═══ EXCERPTED PASSAGE ═══

# Preemptive report Bob Sikes



## Longbow14 (Aug 8, 2011)

Hey guys,
A coworker and I are heading down to bob sikes tonight to get away from work and see what we can catch. I hope that by the AM i'll have some reports for you.


----------



## Snatch it (Feb 17, 2009)

Good luck!!


----------



## Snatch it (Feb 17, 2009)

Good luck!!


----------



## Daxman (Apr 20, 2011)

I have caught some really nice reds over there. I have also caught alot of sting rays. They are both alot of fun to reel in. Good luck tonight


----------



## groupertrouper (Jul 3, 2011)

Good luck as well was out there a few days ago and caught the biggest bluefish i have ever seen and alot of giant sail cats


----------



## Longbow14 (Aug 8, 2011)

Thanks for the encouragement guys. 
We got out there around 9(had to stop for bait) we fished squid for two hours without a bite, i landed a tiny sail cat and we popped that on a heavy grouper rig hoping for anything. an hour later it was headless and we were once again without live bait.
I was using a high low rig with cut squid and a 1oz sinker and cating back into the shadow of the vehicle bridge I managed to pull out a dozen nice sized silver trout and even a few double hookups. these we used as bait and maybe some fish fingers later on today.
at about 4:30 the free swimming trout was hit hard after a minute of palming the real and clearing lines it spit the bait, with no teeth marks I suspect cobia? we reset and again same style bite and spit.

═══ DATA EXTRACT ═══

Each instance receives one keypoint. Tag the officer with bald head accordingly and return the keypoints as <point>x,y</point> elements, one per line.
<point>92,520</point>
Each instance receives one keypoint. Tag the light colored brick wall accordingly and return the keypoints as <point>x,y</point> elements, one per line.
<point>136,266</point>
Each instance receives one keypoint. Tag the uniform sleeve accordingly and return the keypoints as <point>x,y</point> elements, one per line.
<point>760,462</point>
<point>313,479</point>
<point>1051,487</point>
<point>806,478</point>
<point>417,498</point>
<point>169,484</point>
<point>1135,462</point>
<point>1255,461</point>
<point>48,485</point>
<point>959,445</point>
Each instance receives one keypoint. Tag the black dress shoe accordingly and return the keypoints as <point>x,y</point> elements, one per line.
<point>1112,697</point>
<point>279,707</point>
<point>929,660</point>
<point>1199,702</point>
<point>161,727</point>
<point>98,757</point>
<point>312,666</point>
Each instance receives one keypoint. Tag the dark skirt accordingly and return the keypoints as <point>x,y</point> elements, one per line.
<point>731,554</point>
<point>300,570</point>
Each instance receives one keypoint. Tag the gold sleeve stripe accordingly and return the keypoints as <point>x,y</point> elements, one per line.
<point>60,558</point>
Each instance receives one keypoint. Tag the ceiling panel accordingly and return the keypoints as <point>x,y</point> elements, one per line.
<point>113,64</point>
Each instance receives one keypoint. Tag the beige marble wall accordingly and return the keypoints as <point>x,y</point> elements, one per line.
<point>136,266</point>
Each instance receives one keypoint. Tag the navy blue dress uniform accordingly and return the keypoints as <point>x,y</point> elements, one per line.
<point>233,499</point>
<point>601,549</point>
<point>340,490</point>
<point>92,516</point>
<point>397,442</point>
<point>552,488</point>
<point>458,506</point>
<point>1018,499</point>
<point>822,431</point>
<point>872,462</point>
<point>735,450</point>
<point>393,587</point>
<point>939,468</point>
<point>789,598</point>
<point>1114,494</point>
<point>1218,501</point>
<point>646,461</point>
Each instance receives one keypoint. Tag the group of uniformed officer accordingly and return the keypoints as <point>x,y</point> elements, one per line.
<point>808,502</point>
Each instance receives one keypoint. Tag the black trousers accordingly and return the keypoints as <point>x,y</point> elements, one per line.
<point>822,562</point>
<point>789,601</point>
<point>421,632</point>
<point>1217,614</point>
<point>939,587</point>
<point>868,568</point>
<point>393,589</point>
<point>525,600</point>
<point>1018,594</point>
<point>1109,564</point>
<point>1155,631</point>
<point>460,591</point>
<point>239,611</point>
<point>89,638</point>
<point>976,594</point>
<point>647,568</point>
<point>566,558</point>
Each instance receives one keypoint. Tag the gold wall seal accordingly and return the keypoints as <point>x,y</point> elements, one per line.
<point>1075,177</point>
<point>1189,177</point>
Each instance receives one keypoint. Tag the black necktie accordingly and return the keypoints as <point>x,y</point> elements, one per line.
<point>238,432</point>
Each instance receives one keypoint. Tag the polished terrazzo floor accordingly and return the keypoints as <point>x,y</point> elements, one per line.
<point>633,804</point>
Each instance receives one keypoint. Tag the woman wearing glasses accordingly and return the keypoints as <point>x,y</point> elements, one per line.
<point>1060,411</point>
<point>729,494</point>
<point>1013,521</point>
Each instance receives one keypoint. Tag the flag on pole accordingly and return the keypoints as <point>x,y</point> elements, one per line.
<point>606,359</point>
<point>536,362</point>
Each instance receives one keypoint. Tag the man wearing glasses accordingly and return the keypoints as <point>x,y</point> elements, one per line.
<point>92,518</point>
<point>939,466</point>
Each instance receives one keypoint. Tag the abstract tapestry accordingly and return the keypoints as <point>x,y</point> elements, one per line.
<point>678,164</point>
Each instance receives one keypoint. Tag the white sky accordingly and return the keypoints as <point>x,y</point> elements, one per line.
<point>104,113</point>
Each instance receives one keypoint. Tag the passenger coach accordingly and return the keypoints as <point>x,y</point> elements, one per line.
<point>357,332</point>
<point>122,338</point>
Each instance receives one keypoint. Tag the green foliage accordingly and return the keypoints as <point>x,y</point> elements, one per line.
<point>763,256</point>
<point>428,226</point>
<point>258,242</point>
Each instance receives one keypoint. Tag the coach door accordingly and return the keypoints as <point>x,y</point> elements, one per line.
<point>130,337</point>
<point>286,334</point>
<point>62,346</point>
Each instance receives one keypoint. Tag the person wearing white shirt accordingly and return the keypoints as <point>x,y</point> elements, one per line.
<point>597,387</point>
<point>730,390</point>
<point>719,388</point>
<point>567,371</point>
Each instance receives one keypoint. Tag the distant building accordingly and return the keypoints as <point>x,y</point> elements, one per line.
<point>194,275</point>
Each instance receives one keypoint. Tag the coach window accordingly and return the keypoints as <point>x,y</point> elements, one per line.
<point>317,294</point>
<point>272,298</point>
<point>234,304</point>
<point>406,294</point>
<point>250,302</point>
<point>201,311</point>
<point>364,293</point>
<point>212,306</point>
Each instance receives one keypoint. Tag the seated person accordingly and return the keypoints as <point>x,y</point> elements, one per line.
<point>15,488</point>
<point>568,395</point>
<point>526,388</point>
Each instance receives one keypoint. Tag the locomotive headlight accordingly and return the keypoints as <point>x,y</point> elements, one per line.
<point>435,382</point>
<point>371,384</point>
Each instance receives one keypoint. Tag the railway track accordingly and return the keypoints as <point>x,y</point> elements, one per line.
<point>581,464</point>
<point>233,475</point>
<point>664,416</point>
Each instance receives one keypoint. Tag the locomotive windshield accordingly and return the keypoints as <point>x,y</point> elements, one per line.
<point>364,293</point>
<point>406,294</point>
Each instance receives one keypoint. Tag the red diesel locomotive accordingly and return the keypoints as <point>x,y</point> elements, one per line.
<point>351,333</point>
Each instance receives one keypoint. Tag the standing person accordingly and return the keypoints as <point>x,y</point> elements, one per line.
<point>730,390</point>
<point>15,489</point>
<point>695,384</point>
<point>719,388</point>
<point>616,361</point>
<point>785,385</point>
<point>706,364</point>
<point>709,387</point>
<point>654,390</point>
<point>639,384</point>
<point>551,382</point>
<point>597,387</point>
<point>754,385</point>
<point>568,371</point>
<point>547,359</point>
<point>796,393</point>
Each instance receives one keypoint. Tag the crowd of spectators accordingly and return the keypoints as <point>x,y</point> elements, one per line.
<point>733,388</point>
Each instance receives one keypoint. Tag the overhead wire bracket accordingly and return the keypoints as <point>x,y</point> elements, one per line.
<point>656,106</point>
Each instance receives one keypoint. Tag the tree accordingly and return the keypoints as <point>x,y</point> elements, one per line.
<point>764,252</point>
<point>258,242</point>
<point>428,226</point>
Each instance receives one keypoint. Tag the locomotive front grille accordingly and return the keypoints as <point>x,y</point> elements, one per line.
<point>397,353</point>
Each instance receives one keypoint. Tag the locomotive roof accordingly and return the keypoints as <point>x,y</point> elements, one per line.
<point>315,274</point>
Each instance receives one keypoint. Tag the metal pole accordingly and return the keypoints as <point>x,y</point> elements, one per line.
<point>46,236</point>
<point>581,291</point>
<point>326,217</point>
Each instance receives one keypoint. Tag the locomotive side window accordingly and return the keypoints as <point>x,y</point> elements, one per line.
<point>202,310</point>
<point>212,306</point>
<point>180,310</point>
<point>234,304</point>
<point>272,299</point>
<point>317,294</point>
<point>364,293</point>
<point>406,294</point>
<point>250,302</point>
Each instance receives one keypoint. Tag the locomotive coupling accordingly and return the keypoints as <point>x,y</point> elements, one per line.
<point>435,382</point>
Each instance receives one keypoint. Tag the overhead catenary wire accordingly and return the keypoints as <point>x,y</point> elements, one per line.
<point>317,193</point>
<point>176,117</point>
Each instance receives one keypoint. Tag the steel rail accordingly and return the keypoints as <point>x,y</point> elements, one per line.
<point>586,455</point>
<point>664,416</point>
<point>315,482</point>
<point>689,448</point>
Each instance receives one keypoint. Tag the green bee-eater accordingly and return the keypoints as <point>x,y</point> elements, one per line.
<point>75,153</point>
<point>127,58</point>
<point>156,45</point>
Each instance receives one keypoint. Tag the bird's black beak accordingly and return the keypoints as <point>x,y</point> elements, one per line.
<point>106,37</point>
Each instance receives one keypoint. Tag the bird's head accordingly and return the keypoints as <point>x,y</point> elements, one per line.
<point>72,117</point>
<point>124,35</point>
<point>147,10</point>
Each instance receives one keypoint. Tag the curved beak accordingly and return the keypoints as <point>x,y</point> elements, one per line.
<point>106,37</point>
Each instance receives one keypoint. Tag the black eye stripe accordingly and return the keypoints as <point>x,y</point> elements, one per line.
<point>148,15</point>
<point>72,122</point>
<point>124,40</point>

═══

*TASKS TO COMPLETE*
**A)** In the Bob Sikes fishing thread, about what time was the free swimming trout hit hard?
**B)** In the Bob Sikes fishing thread, rewrite the part that opens with "at about 4:30" and closes with "bite and spit.", putting "tarpon" in place of "cobia".
**C)** Carry the Bob Sikes fishing thread on from its last sentence.
The entries can be left aside.

*ANSWERS PROVIDED*
**A)** At about 4:30.

**B)**
at about 4:30 the free swimming trout was hit hard after a minute of palming the real and clearing lines it spit the bait, with no teeth marks I suspect tarpon? we reset and again same style bite and spit.

**C)**
an hour later the weighted bait gets a tug and rather than jumping on it we let the fish munch for ten whole minutes! it came up in the water and it was a 3-4 foot gar being the first i've seen in the wild i thought it was awesome but we were unable to firmly hook it and it spit a nice clean hook back to us.
At sun up two very fast moving schools came through Spanish macs with some real bruisers mixed in came from deeper water and disappeared quickly, the second school were ladyfish that were very finicky but we landed one with a gotcha lure (also lost a gotcha on a turbo Spanish). both schools sounded around 8 so we packed it in.


----------



## Charlie2 (Oct 2, 2007)

*Bob Sykes*

I got an email from a friend just yesterday with a picture of a humongous redfish that he'd just caught. It looked about 36 inches. I don't know if he released it or not. Probably did so.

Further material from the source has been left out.